> **Given request**
Each entry below must be repeated word for word.

Segmentation dataset records:
....................

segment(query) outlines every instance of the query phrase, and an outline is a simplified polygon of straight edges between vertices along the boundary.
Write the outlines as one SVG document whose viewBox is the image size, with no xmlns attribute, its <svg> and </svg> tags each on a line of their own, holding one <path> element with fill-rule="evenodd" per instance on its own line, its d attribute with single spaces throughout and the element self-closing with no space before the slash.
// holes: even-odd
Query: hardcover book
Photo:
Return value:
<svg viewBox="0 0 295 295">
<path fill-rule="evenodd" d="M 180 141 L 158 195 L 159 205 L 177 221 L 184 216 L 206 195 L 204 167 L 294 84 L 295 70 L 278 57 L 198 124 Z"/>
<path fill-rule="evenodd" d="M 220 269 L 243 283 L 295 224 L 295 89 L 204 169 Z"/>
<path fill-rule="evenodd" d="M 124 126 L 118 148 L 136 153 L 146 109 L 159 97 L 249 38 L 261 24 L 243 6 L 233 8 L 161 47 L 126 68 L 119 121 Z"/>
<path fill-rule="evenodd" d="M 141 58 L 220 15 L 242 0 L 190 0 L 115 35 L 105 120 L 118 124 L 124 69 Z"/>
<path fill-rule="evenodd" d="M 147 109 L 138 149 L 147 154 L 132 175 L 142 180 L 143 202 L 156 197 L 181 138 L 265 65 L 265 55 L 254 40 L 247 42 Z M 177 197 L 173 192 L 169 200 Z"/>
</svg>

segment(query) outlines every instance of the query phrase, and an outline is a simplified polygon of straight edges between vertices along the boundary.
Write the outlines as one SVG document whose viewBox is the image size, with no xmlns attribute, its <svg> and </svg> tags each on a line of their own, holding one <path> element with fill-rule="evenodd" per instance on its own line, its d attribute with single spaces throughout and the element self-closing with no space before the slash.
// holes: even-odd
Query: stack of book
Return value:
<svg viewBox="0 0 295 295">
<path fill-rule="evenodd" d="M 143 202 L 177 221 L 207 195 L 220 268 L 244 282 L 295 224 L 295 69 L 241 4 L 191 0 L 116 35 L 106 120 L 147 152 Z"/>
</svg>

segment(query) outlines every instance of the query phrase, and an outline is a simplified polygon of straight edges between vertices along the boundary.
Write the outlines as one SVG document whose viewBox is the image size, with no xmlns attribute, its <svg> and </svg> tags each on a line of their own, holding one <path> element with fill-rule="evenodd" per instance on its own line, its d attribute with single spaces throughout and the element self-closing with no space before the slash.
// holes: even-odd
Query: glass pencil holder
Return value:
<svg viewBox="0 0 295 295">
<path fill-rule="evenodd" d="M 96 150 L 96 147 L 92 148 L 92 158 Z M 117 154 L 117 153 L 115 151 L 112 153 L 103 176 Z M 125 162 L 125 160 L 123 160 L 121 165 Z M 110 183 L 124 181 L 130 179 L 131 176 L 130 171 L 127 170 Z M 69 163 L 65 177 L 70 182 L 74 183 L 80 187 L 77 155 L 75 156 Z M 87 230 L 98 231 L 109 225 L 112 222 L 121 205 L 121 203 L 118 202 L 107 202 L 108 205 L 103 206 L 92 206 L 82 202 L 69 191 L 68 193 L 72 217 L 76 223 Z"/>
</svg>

....................

> **The result**
segment(query) outlines every instance of the query phrase, and an outline is a simplified polygon of straight edges between vertices along the boundary.
Write the outlines as one SVG document whose viewBox is the image size, with no xmlns attribute, its <svg> and </svg> tags each on a line of their own, holding one <path> element with fill-rule="evenodd" per instance on its own line, its d attribute with single spaces throughout and the element self-closing with no space before the slash.
// holes: even-odd
Query: hardcover book
Photo:
Return value:
<svg viewBox="0 0 295 295">
<path fill-rule="evenodd" d="M 180 141 L 158 195 L 159 205 L 177 221 L 184 216 L 206 195 L 204 167 L 294 84 L 295 70 L 278 57 L 198 124 Z"/>
<path fill-rule="evenodd" d="M 220 269 L 243 283 L 295 224 L 295 89 L 204 169 Z"/>
<path fill-rule="evenodd" d="M 124 126 L 118 148 L 136 153 L 146 109 L 159 97 L 249 38 L 261 24 L 243 6 L 233 8 L 161 47 L 126 68 L 119 121 Z"/>
<path fill-rule="evenodd" d="M 141 58 L 220 15 L 242 0 L 190 0 L 115 35 L 105 120 L 118 124 L 124 69 Z"/>
<path fill-rule="evenodd" d="M 147 109 L 138 149 L 147 154 L 132 175 L 142 180 L 143 202 L 156 197 L 181 138 L 265 65 L 265 55 L 254 40 L 247 42 Z M 177 197 L 173 192 L 169 200 Z"/>
</svg>

segment(query) outlines every instance of the query phrase, and an outline is a simplified polygon of straight edges between vertices along the boundary.
Write the outlines as one SVG document whose viewBox is the image size, with no xmlns attribute, its <svg> and </svg> tags each on a line of their own, holding one <path> element with fill-rule="evenodd" per instance on its own line, its d attribute with single spaces throughout and the element self-closing with no space before the slash.
// holes: even-odd
Query: stack of book
Return value:
<svg viewBox="0 0 295 295">
<path fill-rule="evenodd" d="M 143 202 L 177 221 L 207 195 L 220 268 L 244 282 L 295 224 L 295 69 L 241 4 L 191 0 L 116 35 L 106 120 L 147 152 Z"/>
</svg>

segment(query) outlines every instance of the query phrase, and an outline is a simplified polygon of straight edges between vertices along the boundary.
Write the outlines as one SVG document whose viewBox is the image size, with no xmlns attribute, its <svg> and </svg> tags each on a line of their own, holding one <path> element with fill-rule="evenodd" per instance on its own line, its d attribute with single spaces throughout and the element self-closing with no space before the slash.
// holes: even-odd
Query: glass pencil holder
Return value:
<svg viewBox="0 0 295 295">
<path fill-rule="evenodd" d="M 96 150 L 96 147 L 92 148 L 92 158 Z M 117 154 L 117 153 L 115 151 L 112 153 L 103 176 Z M 125 162 L 125 160 L 123 160 L 121 165 Z M 110 183 L 124 181 L 130 179 L 131 176 L 130 171 L 127 170 Z M 69 163 L 65 177 L 70 182 L 74 183 L 80 187 L 77 155 L 75 156 Z M 87 230 L 98 231 L 109 225 L 112 222 L 121 205 L 121 203 L 118 202 L 107 202 L 108 205 L 103 206 L 92 206 L 82 202 L 69 191 L 68 193 L 72 217 L 76 223 Z"/>
</svg>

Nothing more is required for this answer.